- _Provided entries_:
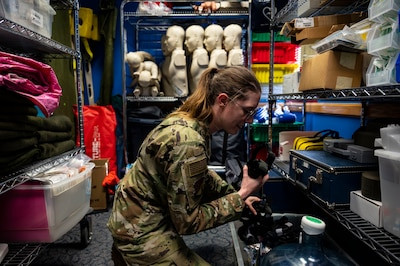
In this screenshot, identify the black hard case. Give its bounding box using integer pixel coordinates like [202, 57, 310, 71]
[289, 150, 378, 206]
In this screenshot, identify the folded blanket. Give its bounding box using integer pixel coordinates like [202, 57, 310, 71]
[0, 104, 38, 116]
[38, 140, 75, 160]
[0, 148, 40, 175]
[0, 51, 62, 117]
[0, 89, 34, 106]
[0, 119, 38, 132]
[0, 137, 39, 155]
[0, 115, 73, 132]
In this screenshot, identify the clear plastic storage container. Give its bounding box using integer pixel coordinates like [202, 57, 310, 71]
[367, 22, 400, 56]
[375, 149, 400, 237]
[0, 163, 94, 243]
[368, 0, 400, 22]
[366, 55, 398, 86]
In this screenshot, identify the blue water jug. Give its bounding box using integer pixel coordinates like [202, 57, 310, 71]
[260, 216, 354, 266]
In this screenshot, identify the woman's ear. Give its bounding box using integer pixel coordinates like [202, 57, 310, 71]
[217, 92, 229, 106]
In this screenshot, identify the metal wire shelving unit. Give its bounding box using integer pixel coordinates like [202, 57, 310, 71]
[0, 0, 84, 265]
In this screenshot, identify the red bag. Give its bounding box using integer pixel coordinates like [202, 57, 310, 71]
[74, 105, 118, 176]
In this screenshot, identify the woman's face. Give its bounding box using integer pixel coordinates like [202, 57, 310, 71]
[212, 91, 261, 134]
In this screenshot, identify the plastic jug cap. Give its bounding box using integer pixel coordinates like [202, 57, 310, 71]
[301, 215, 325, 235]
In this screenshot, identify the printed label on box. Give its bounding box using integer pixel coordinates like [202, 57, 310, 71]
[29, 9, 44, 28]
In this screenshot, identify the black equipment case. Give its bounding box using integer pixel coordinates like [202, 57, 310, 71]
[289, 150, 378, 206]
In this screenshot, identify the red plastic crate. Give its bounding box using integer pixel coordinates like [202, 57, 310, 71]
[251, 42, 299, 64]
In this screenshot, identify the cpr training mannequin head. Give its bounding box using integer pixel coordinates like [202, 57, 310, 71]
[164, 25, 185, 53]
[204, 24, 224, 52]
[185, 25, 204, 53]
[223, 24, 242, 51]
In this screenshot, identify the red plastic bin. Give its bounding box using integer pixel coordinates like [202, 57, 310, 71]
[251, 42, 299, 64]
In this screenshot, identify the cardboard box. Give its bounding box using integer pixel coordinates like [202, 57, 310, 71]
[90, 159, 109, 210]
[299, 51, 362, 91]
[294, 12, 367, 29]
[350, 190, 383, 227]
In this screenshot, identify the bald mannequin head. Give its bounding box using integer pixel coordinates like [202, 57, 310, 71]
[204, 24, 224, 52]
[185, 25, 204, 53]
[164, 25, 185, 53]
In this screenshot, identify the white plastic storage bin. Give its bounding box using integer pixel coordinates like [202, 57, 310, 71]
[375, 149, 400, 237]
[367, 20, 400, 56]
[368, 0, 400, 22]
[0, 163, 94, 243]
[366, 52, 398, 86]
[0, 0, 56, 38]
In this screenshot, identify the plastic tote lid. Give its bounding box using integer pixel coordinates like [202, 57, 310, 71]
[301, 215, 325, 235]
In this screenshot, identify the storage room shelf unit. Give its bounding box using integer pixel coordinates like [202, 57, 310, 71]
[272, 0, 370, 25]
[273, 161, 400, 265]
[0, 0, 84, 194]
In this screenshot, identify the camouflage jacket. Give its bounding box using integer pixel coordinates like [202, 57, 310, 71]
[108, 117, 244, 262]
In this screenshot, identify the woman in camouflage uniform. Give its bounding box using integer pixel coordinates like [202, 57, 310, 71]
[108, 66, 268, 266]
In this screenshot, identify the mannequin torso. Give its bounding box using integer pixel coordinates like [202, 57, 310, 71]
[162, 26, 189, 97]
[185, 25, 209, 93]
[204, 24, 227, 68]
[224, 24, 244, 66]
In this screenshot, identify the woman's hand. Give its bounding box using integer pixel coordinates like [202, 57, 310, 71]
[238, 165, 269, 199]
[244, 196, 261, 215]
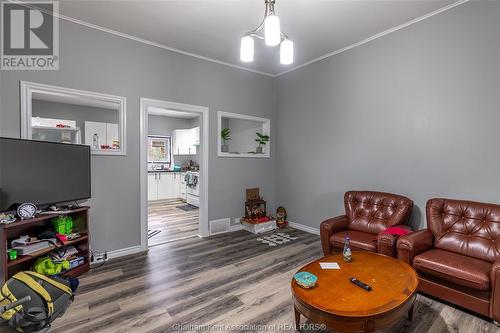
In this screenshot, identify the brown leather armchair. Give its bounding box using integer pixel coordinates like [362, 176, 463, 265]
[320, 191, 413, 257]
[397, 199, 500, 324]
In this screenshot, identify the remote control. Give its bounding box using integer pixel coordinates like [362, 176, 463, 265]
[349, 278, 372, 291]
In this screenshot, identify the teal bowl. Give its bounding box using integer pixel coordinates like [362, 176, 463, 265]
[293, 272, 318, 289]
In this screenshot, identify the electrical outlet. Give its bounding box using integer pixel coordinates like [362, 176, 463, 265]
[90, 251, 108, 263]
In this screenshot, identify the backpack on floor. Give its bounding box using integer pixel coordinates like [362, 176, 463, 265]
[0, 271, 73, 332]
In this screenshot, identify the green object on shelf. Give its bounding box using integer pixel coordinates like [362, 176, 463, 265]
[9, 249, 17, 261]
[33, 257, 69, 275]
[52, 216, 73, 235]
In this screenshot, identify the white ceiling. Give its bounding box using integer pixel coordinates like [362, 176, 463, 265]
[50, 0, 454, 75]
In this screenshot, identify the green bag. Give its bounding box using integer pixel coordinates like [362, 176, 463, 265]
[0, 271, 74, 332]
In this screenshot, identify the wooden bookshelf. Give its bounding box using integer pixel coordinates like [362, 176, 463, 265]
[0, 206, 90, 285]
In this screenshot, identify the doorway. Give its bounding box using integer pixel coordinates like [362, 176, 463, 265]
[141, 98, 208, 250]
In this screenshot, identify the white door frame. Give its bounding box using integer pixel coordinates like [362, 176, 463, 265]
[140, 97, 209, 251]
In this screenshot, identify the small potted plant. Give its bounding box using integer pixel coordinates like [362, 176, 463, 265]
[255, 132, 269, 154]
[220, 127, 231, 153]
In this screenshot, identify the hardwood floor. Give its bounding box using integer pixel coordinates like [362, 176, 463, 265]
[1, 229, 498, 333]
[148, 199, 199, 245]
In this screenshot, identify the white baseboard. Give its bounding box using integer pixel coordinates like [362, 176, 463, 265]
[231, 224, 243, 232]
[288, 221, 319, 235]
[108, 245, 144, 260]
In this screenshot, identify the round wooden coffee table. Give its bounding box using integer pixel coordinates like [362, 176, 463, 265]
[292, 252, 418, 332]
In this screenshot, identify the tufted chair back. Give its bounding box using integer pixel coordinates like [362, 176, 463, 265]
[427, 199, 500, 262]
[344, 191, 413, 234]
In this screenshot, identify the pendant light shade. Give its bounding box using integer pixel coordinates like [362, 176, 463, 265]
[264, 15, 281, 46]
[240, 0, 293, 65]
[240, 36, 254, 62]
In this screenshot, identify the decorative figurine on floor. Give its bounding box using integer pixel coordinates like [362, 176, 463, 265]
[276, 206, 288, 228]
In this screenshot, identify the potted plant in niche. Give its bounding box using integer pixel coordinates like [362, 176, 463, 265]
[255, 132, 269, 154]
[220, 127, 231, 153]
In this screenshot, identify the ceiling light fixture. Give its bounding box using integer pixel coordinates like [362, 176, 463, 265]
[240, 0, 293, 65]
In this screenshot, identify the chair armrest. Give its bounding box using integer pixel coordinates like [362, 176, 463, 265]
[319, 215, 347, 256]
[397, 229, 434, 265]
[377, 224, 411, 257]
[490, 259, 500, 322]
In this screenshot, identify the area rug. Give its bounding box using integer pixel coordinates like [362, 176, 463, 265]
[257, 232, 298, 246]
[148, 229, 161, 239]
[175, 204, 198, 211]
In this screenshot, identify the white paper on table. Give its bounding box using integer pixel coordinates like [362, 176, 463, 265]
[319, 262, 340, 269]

- _Problem description_: Rewrite the records above as a numbered list, leaving out blank lines and the pictures.

- _Written reply_:
1. In this screenshot, identify the black hard case. Give its bounding box using integer pixel coordinates like [202, 57, 310, 71]
2. [289, 150, 378, 206]
3. In this screenshot, identify the folded blanket. Give its bounding box using integer pixel coordinates like [202, 57, 310, 71]
4. [0, 104, 38, 116]
5. [38, 140, 75, 160]
6. [0, 148, 40, 175]
7. [0, 51, 62, 117]
8. [0, 89, 34, 106]
9. [0, 119, 38, 132]
10. [0, 137, 39, 155]
11. [0, 115, 73, 132]
12. In this screenshot, identify the clear plastic storage container. Give its bounding box using integer pixel coordinates like [202, 57, 310, 71]
13. [367, 22, 400, 56]
14. [375, 149, 400, 237]
15. [0, 163, 94, 243]
16. [368, 0, 400, 22]
17. [366, 55, 398, 86]
18. In this screenshot, identify the blue water jug. Give its bounding box using integer pixel coordinates like [202, 57, 310, 71]
19. [260, 216, 354, 266]
20. In this screenshot, identify the woman's ear. Give its bounding box using integer pixel coordinates like [202, 57, 310, 71]
21. [217, 92, 229, 106]
22. In this screenshot, identify the metal wire shelving unit. Give its bounding box using integer pixel coordinates like [202, 57, 310, 71]
23. [0, 0, 84, 265]
24. In this screenshot, identify the red bag. Give its bounding box using integer pixel coordinates like [202, 57, 310, 71]
25. [74, 105, 118, 176]
26. In this screenshot, identify the woman's face. Give its bounding box using integer pixel coordinates like [202, 57, 310, 71]
27. [212, 91, 261, 134]
28. In this screenshot, identify the plastic jug cap. Give its bounding box using integer pixel coordinates like [202, 57, 310, 71]
29. [301, 215, 325, 235]
30. In this screenshot, identify the printed label on box. Give its bounding box using integer pixel coordinates like [202, 57, 310, 71]
31. [29, 9, 44, 28]
32. In this screenshot, identify the black equipment case. Give its bounding box using integer pixel coordinates like [202, 57, 310, 71]
33. [289, 150, 378, 206]
34. In this screenshot, identify the red plastic crate. Give its bounding box using integer pixel coordinates like [202, 57, 310, 71]
35. [251, 42, 299, 64]
36. In this screenshot, identify the cpr training mannequin head. Give its bounding box using integer pixel coordinates like [202, 57, 310, 71]
37. [164, 25, 185, 53]
38. [204, 24, 224, 52]
39. [185, 25, 204, 53]
40. [223, 24, 242, 51]
41. In this screenshot, identify the red plastic bin. Give its bounding box using integer pixel coordinates like [202, 57, 310, 71]
42. [251, 42, 299, 64]
43. In this screenshot, identify the cardboard box. Give its bounding box using integer pixel coordinates like [202, 57, 310, 71]
44. [90, 159, 109, 210]
45. [299, 51, 362, 91]
46. [294, 12, 367, 29]
47. [350, 190, 383, 227]
48. In this screenshot, identify the bald mannequin head. Give its bounding box using integer pixel coordinates like [202, 57, 310, 71]
49. [204, 24, 224, 52]
50. [185, 25, 204, 53]
51. [164, 25, 185, 53]
52. In this screenshot, identify the white plastic storage bin. Give its bounding box using integer pixel coordinates like [202, 57, 310, 71]
53. [375, 149, 400, 237]
54. [367, 20, 400, 56]
55. [368, 0, 400, 22]
56. [0, 163, 94, 243]
57. [366, 52, 398, 86]
58. [0, 0, 56, 38]
59. In this screenshot, identify the plastic tote lid. Give its bounding box using integer pixel coordinates like [202, 57, 310, 71]
60. [301, 215, 325, 235]
61. In this screenshot, identify the storage room shelf unit. Give its bounding box using integer pixel coordinates like [202, 57, 310, 71]
62. [272, 0, 370, 25]
63. [273, 161, 400, 265]
64. [0, 0, 84, 194]
65. In this screenshot, identify the camouflage jacket. Give its bounding box using integer pixel coordinates like [202, 57, 310, 71]
66. [108, 117, 244, 262]
67. In this screenshot, identify the woman in camouflage uniform. Give its bounding box using integer pixel coordinates like [202, 57, 310, 71]
68. [108, 66, 268, 266]
69. In this screenshot, identify the mannequin torso. Give its bounding box using integer pixel coordinates like [202, 57, 310, 71]
70. [162, 26, 189, 97]
71. [185, 25, 209, 93]
72. [204, 24, 227, 68]
73. [224, 24, 244, 66]
74. In this screenshot, identify the woman's hand. Give its bounding box using integer pixel coordinates like [202, 57, 310, 71]
75. [238, 165, 269, 199]
76. [244, 196, 261, 215]
77. In this screenshot, identify the brown leather armchair. Give its bounding box using integer pixel coordinates like [362, 176, 463, 265]
78. [320, 191, 413, 257]
79. [397, 199, 500, 324]
80. In this screenshot, identify the remote control. Give its bounding box using integer pixel coordinates like [362, 176, 463, 265]
81. [349, 278, 372, 291]
82. In this screenshot, identify the teal bowl. Give its bounding box using integer pixel coordinates like [362, 176, 463, 265]
83. [293, 272, 318, 289]
84. In this screenshot, identify the electrical outlet. Give its bounding box using integer pixel coordinates like [362, 176, 463, 265]
85. [90, 251, 108, 263]
86. In this screenshot, identify the backpack on floor. Give its bounding box using integer pixel coordinates like [362, 176, 463, 265]
87. [0, 271, 73, 332]
88. In this screenshot, identify the green object on shelf. Give its bounding box using integer pixel coordinates like [362, 176, 463, 265]
89. [9, 249, 17, 261]
90. [33, 257, 69, 275]
91. [52, 216, 73, 235]
92. In this screenshot, identify the white ceiling. Give its bounding box using integer pixel coordinates like [362, 176, 463, 265]
93. [50, 0, 454, 75]
94. In this screenshot, identify the green bag. Give its bounding box using integer pixel coordinates like [362, 176, 463, 265]
95. [0, 271, 74, 332]
96. In this screenshot, identify the wooden bookshelf. Give its bounding box using integer pixel coordinates like [362, 176, 463, 265]
97. [0, 206, 90, 285]
98. In this screenshot, identify the doorway. Give its bounding box using integer pixel coordinates like [362, 176, 463, 265]
99. [141, 98, 208, 250]
100. In this screenshot, identify the white door frame. Give its bounding box using integer pixel coordinates like [362, 176, 463, 265]
101. [140, 97, 209, 251]
102. In this screenshot, identify the small potted plant. Give its bounding box using integer pixel coordinates like [362, 176, 463, 265]
103. [255, 132, 269, 154]
104. [220, 127, 231, 153]
105. In this screenshot, identify the hardwood floor. Give its bounding box using integer pixel coordinates like [362, 176, 463, 265]
106. [1, 229, 498, 333]
107. [148, 199, 199, 245]
108. In this screenshot, identify the white baseboard. Give its bounding box using integer pixel coordinates like [362, 176, 463, 265]
109. [231, 224, 243, 232]
110. [288, 221, 319, 235]
111. [108, 245, 144, 260]
112. In this screenshot, identify the round wooden coffee table. Give its bounding box using integer pixel coordinates like [362, 176, 463, 265]
113. [292, 252, 418, 332]
114. In this screenshot, identify the tufted chair back. Give its bounding box using integer pixel coordinates like [362, 176, 463, 265]
115. [427, 199, 500, 262]
116. [344, 191, 413, 234]
117. In this screenshot, identify the pendant light shade. Give its bounding box using integer pixel coordinates like [362, 176, 463, 265]
118. [264, 15, 281, 46]
119. [240, 0, 293, 65]
120. [240, 36, 254, 62]
121. In this screenshot, identify the decorative figurine on floor. Give its bounding box using integer pixel coordinates like [362, 176, 463, 265]
122. [276, 206, 288, 228]
123. In this screenshot, identify the potted plant in niche. Give its bounding box using integer pixel coordinates like [362, 176, 463, 265]
124. [255, 132, 269, 154]
125. [220, 127, 231, 153]
126. In this screenshot, identify the ceiling light fixture. Give its bounding box using integer pixel coordinates like [362, 176, 463, 265]
127. [240, 0, 293, 65]
128. In this screenshot, identify the chair armrest. Give its bounding box using integer pixel coordinates like [362, 176, 463, 265]
129. [319, 215, 347, 256]
130. [397, 229, 434, 265]
131. [377, 224, 411, 257]
132. [490, 259, 500, 322]
133. In this screenshot, identify the area rug. Give its bounding box using integer pixel coordinates like [362, 176, 463, 265]
134. [257, 232, 298, 246]
135. [148, 229, 161, 239]
136. [175, 204, 198, 211]
137. In this screenshot, identify the white paper on table. Give its bounding box using integer pixel coordinates like [362, 176, 463, 265]
138. [319, 262, 340, 269]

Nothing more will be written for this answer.